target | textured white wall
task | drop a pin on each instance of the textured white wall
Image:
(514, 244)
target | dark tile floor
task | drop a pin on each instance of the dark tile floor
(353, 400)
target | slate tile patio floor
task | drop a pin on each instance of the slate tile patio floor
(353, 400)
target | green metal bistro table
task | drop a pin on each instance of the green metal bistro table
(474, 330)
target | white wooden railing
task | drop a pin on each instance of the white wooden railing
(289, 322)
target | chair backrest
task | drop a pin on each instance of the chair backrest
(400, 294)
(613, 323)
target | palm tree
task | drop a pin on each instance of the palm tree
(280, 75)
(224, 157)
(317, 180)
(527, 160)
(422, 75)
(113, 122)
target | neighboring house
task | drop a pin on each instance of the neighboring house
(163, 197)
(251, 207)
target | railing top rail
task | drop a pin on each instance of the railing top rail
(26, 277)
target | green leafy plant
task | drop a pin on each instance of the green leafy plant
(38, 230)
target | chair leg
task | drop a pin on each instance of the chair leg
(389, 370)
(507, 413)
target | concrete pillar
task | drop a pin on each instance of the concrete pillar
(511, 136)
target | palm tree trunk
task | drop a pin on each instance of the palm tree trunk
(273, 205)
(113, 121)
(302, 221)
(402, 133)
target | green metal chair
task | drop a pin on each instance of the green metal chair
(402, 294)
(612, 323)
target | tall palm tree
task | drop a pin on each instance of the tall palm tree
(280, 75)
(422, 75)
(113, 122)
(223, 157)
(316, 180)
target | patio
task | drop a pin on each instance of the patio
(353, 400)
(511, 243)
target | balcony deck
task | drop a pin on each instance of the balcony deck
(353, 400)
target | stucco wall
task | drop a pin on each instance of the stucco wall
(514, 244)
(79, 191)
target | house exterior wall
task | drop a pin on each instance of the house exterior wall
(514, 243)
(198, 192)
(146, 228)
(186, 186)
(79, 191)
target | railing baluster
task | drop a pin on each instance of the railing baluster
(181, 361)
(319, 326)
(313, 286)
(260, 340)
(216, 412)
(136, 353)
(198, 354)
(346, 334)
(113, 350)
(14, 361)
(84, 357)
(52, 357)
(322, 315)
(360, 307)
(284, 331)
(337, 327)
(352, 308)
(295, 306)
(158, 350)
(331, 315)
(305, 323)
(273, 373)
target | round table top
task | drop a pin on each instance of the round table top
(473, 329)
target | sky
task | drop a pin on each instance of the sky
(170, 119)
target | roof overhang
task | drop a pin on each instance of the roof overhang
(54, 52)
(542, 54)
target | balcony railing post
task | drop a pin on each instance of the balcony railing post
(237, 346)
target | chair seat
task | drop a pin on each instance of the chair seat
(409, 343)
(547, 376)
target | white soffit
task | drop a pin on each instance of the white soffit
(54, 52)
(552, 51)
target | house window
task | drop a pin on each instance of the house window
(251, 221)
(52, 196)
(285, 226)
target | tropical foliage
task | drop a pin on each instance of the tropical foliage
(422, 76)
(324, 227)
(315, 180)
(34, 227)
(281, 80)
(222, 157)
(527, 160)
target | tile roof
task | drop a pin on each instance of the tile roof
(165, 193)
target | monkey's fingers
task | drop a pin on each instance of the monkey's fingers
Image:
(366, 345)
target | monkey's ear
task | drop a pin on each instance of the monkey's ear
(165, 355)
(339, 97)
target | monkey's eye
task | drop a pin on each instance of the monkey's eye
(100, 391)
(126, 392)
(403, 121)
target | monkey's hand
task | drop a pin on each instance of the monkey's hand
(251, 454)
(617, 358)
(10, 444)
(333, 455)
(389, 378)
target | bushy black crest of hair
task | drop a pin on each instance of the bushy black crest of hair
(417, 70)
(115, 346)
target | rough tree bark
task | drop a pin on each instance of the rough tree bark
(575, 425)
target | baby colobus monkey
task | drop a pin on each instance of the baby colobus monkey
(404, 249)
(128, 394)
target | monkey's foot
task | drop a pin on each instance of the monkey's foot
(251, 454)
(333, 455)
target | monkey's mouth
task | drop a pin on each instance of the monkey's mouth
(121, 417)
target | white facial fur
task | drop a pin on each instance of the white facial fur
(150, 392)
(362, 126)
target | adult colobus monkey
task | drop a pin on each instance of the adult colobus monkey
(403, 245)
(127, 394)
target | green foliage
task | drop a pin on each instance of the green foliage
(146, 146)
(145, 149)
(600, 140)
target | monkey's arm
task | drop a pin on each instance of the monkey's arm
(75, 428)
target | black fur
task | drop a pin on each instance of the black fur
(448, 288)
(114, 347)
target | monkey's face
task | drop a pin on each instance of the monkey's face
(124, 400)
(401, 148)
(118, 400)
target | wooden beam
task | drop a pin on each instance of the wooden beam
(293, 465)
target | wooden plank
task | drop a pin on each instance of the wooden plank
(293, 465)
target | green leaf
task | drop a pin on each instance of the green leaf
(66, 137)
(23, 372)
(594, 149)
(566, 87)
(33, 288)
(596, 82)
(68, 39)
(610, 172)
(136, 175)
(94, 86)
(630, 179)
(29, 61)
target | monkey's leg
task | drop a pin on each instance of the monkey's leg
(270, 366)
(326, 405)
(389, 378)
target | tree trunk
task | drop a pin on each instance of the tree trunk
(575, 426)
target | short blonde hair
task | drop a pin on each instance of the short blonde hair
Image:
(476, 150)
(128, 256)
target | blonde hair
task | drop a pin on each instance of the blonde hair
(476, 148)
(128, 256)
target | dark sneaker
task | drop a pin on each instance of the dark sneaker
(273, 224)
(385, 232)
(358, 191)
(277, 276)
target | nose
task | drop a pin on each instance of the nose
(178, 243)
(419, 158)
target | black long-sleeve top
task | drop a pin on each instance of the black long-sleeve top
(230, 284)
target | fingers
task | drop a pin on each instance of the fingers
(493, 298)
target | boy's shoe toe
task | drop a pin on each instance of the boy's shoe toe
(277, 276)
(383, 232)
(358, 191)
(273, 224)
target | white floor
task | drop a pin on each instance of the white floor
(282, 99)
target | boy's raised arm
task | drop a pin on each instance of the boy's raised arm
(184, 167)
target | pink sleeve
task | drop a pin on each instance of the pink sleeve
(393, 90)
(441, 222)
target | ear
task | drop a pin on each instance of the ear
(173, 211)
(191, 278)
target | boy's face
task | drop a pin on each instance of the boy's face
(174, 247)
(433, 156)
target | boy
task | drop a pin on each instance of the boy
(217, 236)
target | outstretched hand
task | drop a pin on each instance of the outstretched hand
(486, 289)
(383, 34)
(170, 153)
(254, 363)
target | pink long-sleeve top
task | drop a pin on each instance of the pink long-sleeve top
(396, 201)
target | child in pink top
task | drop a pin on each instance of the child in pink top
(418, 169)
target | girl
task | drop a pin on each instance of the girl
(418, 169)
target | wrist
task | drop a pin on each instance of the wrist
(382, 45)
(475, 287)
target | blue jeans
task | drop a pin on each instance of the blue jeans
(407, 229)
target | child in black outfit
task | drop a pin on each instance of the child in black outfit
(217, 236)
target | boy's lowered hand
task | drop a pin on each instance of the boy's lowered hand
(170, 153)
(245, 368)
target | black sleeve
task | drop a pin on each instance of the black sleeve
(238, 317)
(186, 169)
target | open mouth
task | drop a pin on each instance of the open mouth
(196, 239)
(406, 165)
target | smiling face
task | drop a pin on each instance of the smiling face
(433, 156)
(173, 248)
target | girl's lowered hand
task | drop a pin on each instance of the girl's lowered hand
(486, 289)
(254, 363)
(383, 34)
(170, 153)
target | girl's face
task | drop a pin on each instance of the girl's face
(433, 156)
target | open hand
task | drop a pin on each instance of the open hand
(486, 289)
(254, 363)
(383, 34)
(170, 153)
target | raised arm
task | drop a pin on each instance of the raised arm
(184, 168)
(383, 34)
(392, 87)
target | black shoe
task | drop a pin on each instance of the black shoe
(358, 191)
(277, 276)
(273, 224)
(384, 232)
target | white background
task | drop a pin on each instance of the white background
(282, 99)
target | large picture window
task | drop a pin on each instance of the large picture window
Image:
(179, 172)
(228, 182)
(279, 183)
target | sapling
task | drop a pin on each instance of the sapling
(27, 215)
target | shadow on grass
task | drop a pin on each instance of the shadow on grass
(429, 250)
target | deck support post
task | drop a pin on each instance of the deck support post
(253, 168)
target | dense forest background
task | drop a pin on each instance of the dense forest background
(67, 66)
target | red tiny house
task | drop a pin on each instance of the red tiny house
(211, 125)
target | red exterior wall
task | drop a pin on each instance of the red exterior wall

• WORK INSTRUCTIONS: Will you return exactly the lines above from the one with "the chair backrest" down to the one with "target | railing baluster", counting both as part of the range?

• COMPLETED EXERCISE:
task | drop a pin on each instance of the chair backrest
(400, 294)
(613, 323)
target | palm tree
task | drop a pin on each instance of the palm tree
(280, 75)
(224, 157)
(317, 180)
(527, 160)
(422, 75)
(113, 122)
target | neighboring house
task | drop a pin on each instance of the neighboring house
(163, 197)
(251, 207)
target | railing top rail
task | drop a pin on each instance of the railing top rail
(26, 277)
target | green leafy plant
task | drop a pin on each instance of the green leafy plant
(38, 230)
target | chair leg
task | drop a pin on each instance of the chair leg
(389, 370)
(507, 413)
target | concrete pillar
task | drop a pin on each instance of the concrete pillar
(511, 136)
target | palm tree trunk
task | drop a pin on each instance of the palm tree trunk
(273, 205)
(113, 121)
(302, 221)
(402, 133)
target | green metal chair
task | drop a pin on each instance of the green metal chair
(402, 294)
(612, 323)
target | tall palm tree
task | drop a pin on each instance of the tall palm tree
(280, 75)
(422, 75)
(113, 122)
(223, 157)
(316, 180)
target | patio
task | drop a pin on each instance of the patio
(353, 400)
(511, 243)
target | balcony deck
task | drop a pin on each instance of the balcony deck
(353, 400)
target | stucco wall
task | drop a pin on each instance of the stucco wall
(514, 244)
(79, 191)
target | house exterior wall
task | drop a pin on each instance of the house exterior wall
(514, 243)
(198, 192)
(146, 228)
(186, 186)
(79, 191)
target | railing baluster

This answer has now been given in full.